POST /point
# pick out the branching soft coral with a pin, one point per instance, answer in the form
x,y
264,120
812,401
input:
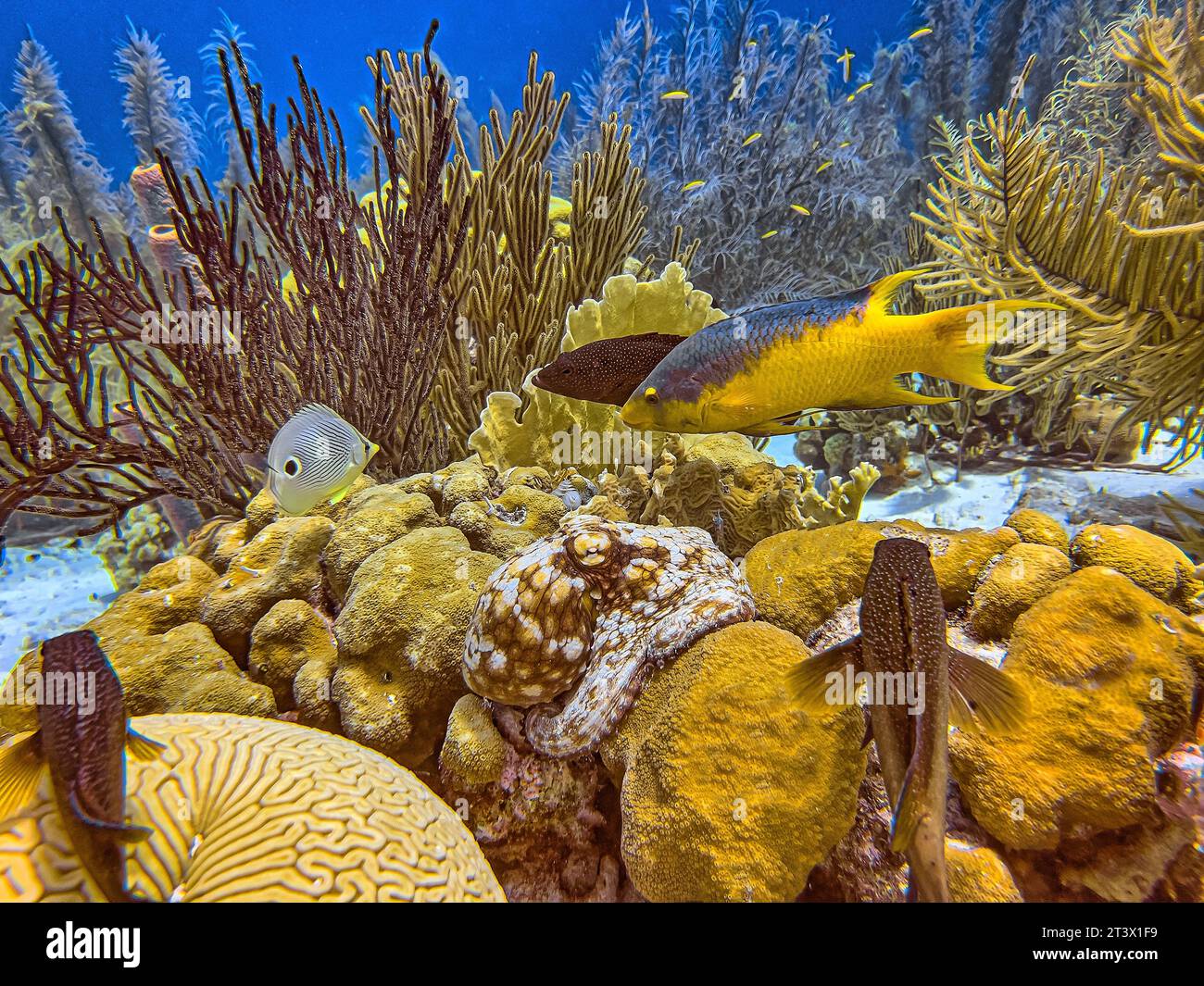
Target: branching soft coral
x,y
517,276
97,418
155,113
1010,219
763,125
63,172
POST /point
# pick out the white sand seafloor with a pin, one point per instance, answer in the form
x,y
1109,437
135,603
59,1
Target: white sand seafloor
x,y
56,588
46,590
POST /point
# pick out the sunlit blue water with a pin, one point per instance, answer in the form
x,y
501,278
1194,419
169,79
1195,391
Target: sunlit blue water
x,y
485,43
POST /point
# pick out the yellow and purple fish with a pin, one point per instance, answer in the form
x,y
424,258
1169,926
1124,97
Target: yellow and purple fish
x,y
759,371
82,740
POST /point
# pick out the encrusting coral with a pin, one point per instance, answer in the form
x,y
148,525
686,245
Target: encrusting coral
x,y
1109,672
727,790
229,822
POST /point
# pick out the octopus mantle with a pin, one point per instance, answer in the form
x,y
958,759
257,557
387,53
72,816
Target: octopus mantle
x,y
572,628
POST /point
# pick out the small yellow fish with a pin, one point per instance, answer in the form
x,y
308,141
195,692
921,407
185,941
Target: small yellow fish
x,y
759,373
846,59
314,456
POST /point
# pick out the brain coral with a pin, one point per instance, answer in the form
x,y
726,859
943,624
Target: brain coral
x,y
538,429
729,791
249,809
1109,674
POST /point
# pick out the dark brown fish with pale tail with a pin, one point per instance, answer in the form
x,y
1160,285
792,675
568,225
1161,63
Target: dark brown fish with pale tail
x,y
82,738
606,371
918,685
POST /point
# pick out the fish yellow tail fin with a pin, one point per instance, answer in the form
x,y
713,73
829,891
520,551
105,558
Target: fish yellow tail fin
x,y
955,341
884,291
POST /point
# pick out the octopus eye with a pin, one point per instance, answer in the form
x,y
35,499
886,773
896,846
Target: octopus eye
x,y
590,549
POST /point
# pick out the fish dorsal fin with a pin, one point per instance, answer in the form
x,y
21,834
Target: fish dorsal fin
x,y
884,291
143,748
999,705
909,812
20,769
808,680
125,833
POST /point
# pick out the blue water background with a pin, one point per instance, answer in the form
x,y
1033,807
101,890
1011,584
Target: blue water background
x,y
485,43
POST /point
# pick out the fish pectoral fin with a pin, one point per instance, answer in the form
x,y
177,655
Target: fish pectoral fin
x,y
20,769
784,424
909,812
808,680
998,702
899,393
123,832
141,746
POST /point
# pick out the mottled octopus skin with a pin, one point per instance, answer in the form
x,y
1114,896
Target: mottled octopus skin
x,y
573,626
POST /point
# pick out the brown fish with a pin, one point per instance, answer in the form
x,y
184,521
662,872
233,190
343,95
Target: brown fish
x,y
82,741
606,371
918,685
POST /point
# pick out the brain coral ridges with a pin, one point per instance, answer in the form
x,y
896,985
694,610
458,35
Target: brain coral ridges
x,y
586,614
230,821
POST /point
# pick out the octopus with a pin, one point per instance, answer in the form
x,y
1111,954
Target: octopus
x,y
571,629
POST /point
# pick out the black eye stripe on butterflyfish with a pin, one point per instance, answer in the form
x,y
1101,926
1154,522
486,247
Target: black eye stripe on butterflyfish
x,y
332,454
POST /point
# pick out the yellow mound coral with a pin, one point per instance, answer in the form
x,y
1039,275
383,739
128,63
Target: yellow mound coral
x,y
1156,565
400,640
1036,528
167,660
232,822
734,493
510,521
959,557
473,752
727,790
976,876
1109,674
280,562
289,636
1022,574
374,518
542,429
801,578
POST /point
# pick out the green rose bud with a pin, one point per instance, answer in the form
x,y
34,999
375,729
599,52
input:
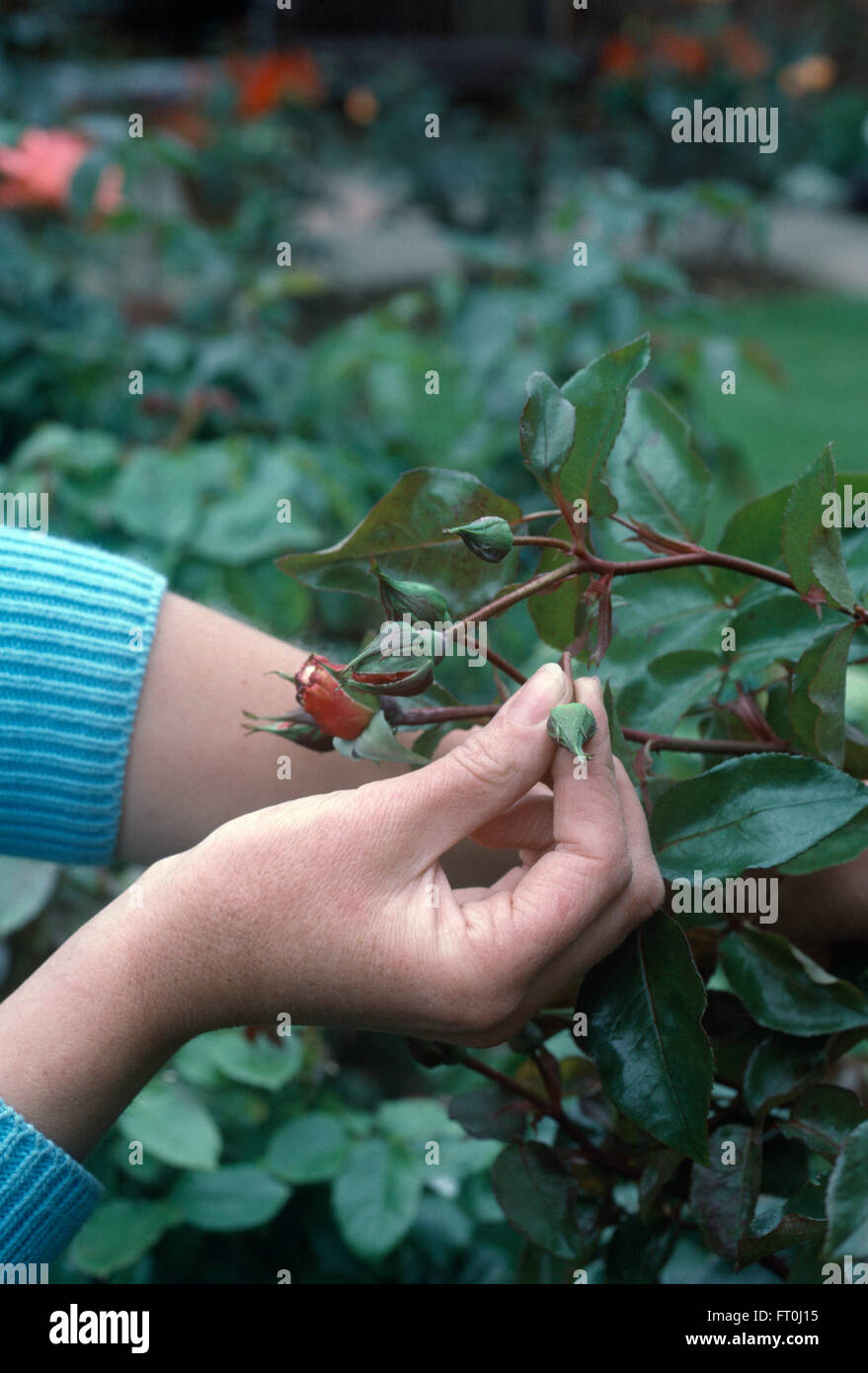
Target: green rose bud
x,y
572,727
489,537
393,665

Objective — Please return each line from the entries above that contains the string "branching". Case must match.

Response to this task —
# pick out the branching soft coral with a pin, one point per instance, answer in the form
Target: branching soft coral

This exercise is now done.